» **PROBLEM STATEMENT**
Write the data below out again, unchanged.

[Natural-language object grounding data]
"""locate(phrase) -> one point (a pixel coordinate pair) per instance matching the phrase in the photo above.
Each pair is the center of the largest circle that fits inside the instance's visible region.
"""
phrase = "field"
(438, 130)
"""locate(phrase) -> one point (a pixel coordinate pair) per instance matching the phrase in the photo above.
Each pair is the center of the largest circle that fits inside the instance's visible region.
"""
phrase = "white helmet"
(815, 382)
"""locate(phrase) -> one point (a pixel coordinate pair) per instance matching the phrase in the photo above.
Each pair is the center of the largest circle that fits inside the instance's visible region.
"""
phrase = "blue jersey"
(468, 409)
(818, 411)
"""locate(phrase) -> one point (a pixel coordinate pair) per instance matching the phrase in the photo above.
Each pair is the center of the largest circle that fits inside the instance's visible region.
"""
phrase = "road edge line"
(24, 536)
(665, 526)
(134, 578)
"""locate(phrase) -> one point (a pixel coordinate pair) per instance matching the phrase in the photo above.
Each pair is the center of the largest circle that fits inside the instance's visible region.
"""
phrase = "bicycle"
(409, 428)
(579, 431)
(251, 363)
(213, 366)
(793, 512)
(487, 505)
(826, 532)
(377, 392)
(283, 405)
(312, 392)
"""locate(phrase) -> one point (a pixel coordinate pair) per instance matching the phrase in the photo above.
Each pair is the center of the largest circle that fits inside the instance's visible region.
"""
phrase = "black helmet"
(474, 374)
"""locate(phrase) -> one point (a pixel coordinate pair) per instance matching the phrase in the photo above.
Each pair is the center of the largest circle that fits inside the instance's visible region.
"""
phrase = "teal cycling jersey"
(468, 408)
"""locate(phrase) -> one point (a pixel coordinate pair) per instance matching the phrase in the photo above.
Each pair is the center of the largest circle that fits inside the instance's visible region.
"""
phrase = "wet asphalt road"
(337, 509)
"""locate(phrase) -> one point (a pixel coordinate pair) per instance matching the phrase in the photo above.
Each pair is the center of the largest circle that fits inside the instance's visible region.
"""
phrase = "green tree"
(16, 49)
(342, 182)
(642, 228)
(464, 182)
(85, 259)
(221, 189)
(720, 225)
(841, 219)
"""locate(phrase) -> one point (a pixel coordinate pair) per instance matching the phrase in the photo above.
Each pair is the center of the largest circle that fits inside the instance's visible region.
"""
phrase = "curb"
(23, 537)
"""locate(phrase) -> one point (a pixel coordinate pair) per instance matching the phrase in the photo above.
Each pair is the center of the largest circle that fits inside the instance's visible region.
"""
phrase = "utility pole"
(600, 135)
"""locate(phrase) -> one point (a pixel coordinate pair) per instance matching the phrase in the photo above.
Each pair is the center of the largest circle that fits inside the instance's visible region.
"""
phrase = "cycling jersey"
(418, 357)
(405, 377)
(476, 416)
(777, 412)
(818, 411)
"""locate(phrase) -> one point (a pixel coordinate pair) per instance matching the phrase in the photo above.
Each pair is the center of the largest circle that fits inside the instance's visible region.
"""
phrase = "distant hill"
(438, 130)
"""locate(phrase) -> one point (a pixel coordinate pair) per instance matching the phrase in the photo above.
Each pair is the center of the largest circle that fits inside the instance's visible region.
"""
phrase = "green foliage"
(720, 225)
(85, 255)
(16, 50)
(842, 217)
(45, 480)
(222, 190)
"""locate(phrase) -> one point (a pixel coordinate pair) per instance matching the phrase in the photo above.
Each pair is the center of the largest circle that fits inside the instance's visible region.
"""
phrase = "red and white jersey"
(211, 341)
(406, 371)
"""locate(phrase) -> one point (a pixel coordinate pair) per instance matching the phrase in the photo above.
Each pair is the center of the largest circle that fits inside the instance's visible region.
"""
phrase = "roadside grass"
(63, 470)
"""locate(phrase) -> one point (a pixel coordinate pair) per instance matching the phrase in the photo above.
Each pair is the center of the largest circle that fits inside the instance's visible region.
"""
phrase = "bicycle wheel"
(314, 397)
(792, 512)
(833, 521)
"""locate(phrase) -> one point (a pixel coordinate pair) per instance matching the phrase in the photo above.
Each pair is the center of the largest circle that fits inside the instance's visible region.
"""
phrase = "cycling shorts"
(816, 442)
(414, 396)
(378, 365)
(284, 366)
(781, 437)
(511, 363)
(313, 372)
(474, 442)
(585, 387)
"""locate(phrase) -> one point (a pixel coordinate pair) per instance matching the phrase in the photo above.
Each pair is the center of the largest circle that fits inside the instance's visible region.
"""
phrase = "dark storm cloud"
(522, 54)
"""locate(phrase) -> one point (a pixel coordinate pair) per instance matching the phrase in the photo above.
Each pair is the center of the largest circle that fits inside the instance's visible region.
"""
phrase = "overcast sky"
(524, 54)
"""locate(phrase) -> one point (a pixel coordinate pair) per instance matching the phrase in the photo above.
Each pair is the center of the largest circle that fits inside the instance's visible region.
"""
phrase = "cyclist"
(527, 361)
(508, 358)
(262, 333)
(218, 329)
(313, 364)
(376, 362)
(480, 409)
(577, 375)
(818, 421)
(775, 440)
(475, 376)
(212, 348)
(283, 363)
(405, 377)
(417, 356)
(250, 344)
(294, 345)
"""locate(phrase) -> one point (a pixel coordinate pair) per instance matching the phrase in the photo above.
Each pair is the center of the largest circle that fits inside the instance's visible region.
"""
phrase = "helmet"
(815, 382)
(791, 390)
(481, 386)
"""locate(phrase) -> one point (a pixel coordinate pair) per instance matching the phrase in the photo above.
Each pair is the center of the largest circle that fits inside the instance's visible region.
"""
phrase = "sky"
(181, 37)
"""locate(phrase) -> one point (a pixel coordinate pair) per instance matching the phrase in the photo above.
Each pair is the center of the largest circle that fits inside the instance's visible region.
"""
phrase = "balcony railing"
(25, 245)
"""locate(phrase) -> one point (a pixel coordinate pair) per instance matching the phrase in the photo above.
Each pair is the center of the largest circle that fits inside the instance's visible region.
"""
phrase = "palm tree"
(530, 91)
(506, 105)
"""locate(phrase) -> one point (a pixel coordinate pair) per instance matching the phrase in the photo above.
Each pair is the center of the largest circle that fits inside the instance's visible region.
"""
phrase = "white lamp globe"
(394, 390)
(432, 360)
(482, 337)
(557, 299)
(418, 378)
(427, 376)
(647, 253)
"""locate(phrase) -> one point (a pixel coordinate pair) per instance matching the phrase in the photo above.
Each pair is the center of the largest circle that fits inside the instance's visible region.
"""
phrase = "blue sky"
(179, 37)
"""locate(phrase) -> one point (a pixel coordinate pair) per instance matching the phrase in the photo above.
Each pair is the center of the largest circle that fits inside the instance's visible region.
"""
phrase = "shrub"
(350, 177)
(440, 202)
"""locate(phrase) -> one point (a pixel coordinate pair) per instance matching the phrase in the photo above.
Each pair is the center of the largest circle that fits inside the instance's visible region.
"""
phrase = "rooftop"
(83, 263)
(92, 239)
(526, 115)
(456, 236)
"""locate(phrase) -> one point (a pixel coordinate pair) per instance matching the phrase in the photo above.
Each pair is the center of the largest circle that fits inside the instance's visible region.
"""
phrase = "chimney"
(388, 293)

» **EXERCISE OUTPUT**
"""locate(phrase) -> one point (a pixel coordinate pair) per instance matching the phrase in the photo above.
Each pair is the center of the largest circle that fits inside the instance's visible region.
"""
phrase = "field"
(438, 130)
"""locate(phrase) -> one point (a pixel coordinate pair) per instance matching the phrase in the photo above.
Each pair is the center of the largest circle that fits inside the instance's visible region.
"""
phrase = "white helmet"
(815, 382)
"""locate(phrase) -> one point (a pixel coordinate pair) per instance matching the phrase in the photo above.
Each pair is the center of the largest circle that fits inside the instance's visible region.
"""
phrase = "blue jersey"
(468, 409)
(818, 411)
"""locate(phrase) -> one point (a pixel coordinate pair) per instance matching the phrase in the photo above.
Each pair is the center of the largest circle that fits inside the instance's visible region.
"""
phrase = "road edge line"
(24, 536)
(665, 526)
(134, 578)
"""locate(phrase) -> one point (a pixel coordinate pair) per instance matching the phrase in the photo above.
Each pair is the center of the largest circle that fits inside the instance's visible region.
"""
phrase = "bicycle"
(409, 428)
(579, 431)
(251, 363)
(213, 366)
(793, 512)
(487, 505)
(826, 532)
(377, 392)
(283, 405)
(312, 392)
"""locate(phrase) -> one point (a pixel coordinate pair) per instance matching the phrase in the photo above.
Each pair is the center of the largest circle that fits inside the instance's visible region.
"""
phrase = "black helmet"
(474, 374)
"""locate(phrase) -> one point (a pixel coordinate pair) per instance matching the phrase in the photo above.
Each pair is the center of the largest circle that fits inside the instance's visible region.
"""
phrase = "teal cycling jersey"
(468, 408)
"""locate(phrase) -> one point (a pixel coordinate pair) per instance matching the phrase in the photo above.
Each pair is the center of the largest circle that fits inside the instance's visible region.
"""
phrase = "wet asphalt road"
(337, 509)
"""locate(phrase) -> one point (a pixel coordinate pair) per instance matching the phrase in the photo above.
Each pair is the center of the largest circle that fits inside the instance's visible region.
"""
phrase = "green tree"
(16, 49)
(342, 182)
(642, 228)
(464, 182)
(85, 259)
(221, 189)
(720, 225)
(841, 219)
"""locate(phrase) -> one point (a pixel coordinate pair) per instance matching the phrase in the photo above.
Each pair is the center of the largest circle that fits inside the instance's visible region.
"""
phrase = "curb"
(23, 537)
"""locate(phrase) -> one point (a pixel coordinate pair) per instance matching the phrase in the photo above.
Each pair is the center of the largest circle that fits inside the instance's visible region.
"""
phrase = "utility pole"
(600, 135)
"""locate(phrase) -> one point (a pixel coordinate pair) per instance matching the phrase in the photo above.
Each pair is the center of the largest circle that fits inside the instance's visible region.
"""
phrase = "cycling jersey"
(418, 357)
(405, 377)
(476, 416)
(777, 412)
(818, 411)
"""locate(phrase) -> one point (a pixel coordinate pair) per instance matching the phrase in the photo above.
Each pair is the center of the largest circle that fits inside the instance's visible region.
"""
phrase = "distant hill"
(438, 130)
"""locate(phrase) -> one point (a pixel coordinate pair) per instance matching the phrase in the photo above.
Each pair is the center of the largest circle that fits inside the instance's visible region.
"""
phrase = "green foliage"
(720, 225)
(85, 255)
(16, 50)
(842, 217)
(45, 480)
(222, 190)
"""locate(phrase) -> one point (a pixel coordinate pair) per instance matching the phrase in the photo above.
Each pair is the center of the largest circle that fits inside the instance's visible region.
"""
phrase = "red and white jersey"
(211, 341)
(406, 371)
"""locate(phrase) -> one point (a pixel coordinate pair) per instance matching the phrase in the photo above.
Each pair is the center of the largest circle that fits inside the instance's visible region.
"""
phrase = "roadside grass"
(63, 470)
"""locate(phrase) -> one point (a pixel coordinate pair) per instance matching the phrase in the photo above.
Each pair is the center of the largest circle that fits inside the instance's visible region.
"""
phrase = "bicycle wheel"
(314, 397)
(792, 512)
(833, 521)
"""locate(phrase) -> one point (a pixel coordinate pair) per instance matching the phrase in the photo above.
Each pair is the center of the largest circle that fits inside the instance's visible region.
"""
phrase = "cycling shorts"
(816, 442)
(414, 396)
(378, 365)
(284, 366)
(781, 437)
(511, 363)
(313, 372)
(474, 442)
(585, 387)
"""locate(phrase) -> one point (a pixel coordinate pair) per instance matching the phrase in the photo above.
Each pair is the center of the largest circle that fits inside the instance's visible region.
"""
phrase = "dark storm cloud"
(522, 54)
"""locate(phrase) -> one point (a pixel coordinate pair) per instance matching the phrase in the photo above.
Each pair is the center of the largest circle that fits inside the instance's visible region.
"""
phrase = "overcast sky"
(524, 54)
"""locate(phrase) -> one point (a pixel coordinate pair) per instance matching the phrase in the photo above.
Each pair is the center of the largest circle that fits inside the instance's visible region.
"""
phrase = "cyclist"
(527, 361)
(508, 358)
(262, 333)
(218, 329)
(313, 364)
(376, 362)
(480, 409)
(577, 375)
(818, 421)
(775, 440)
(475, 376)
(212, 348)
(283, 363)
(405, 377)
(417, 356)
(250, 344)
(294, 345)
"""locate(phrase) -> one point (a pixel coordinate pair) per instance matching the phrase in the photo above.
Each pair is the center of the largest circle that fits inside the instance's visible region.
"""
phrase = "helmet"
(815, 382)
(791, 390)
(481, 386)
"""locate(phrase) -> one point (a pixel coordinate pair) per instance matching the phrase in the photo above.
Each pair is the center of the largest circle that fits inside the instance's visible region.
"""
phrase = "sky"
(181, 37)
"""locate(phrase) -> one point (a pixel coordinate pair) per instance matching the phrase in the photo above.
Each pair is the center of the largest circle that fits inside the instance's visible region.
"""
phrase = "balcony railing"
(25, 245)
"""locate(phrase) -> one point (a pixel coordinate pair) per instance matching the phrase in the photo above.
Each pair is the center of the largest circle that fits inside the instance's visible region.
"""
phrase = "palm tree"
(530, 91)
(506, 105)
"""locate(phrase) -> one point (a pixel coordinate pair) per instance matching the phrase in the photo above.
Each pair is the center of the largest circle that fits inside the instance's visible region.
"""
phrase = "white lamp globe"
(394, 390)
(432, 360)
(482, 337)
(557, 299)
(418, 378)
(427, 376)
(647, 253)
"""locate(phrase) -> one point (a pixel coordinate pair) per instance matching the phrase in the photo above.
Each pair is the center of the largest circle that fits inside the instance's visible region.
"""
phrase = "blue sky"
(179, 37)
"""locate(phrase) -> one point (a pixel coordinate pair) per instance matching the phrase in the photo above.
Each pair is the center of the largest circle that fits inside the instance's visible region.
"""
phrase = "shrub"
(350, 177)
(440, 202)
"""locate(phrase) -> one point (a pixel coordinate pair) per instance matching the phrase in the photo above.
Each pair is the center of the largest circle that fits inside the instance's visible region.
"""
phrase = "rooftop"
(83, 263)
(92, 239)
(526, 115)
(456, 236)
"""locate(phrase) -> one point (a pixel coordinate pair) per instance matching the phrase in the photo above.
Each pair is the center of the largest circle that fits inside the instance's visible region.
"""
phrase = "chimney"
(388, 293)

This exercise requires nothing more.